_Consegna_
Conta le righe del materiale in cui compare la parola "gazebo", tenendo conto di maiuscole e minuscole. Scrivi soltanto il numero.

=== Dati forniti ===

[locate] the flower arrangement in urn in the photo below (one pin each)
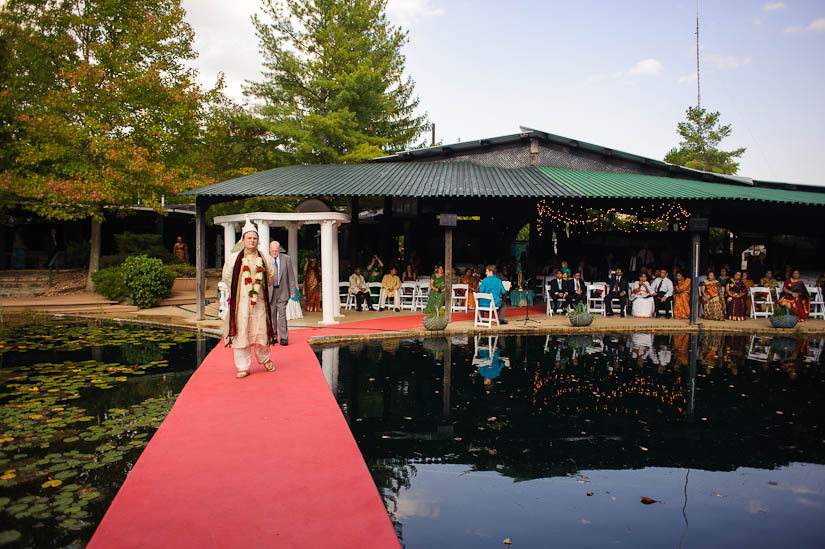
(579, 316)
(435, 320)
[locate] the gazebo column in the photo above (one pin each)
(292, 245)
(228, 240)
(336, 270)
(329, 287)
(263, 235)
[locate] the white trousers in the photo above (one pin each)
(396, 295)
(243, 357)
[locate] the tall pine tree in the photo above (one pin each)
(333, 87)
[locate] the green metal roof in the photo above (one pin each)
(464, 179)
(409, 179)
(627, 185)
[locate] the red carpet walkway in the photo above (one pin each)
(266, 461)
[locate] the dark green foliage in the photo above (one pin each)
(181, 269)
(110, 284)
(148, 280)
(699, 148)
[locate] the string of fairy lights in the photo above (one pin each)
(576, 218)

===
=== Dati forniti ===

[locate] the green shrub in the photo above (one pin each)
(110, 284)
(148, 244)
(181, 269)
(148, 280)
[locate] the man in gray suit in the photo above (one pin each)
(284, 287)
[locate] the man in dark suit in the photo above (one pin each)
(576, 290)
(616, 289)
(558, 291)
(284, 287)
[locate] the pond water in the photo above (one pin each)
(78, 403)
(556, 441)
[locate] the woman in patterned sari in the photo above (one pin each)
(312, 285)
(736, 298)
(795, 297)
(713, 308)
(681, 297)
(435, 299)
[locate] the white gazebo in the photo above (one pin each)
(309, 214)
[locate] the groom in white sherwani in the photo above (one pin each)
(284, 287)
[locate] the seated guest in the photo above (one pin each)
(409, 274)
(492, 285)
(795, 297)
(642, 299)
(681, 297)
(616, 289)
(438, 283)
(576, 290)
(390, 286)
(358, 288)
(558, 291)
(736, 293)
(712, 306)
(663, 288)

===

_Risposta_
2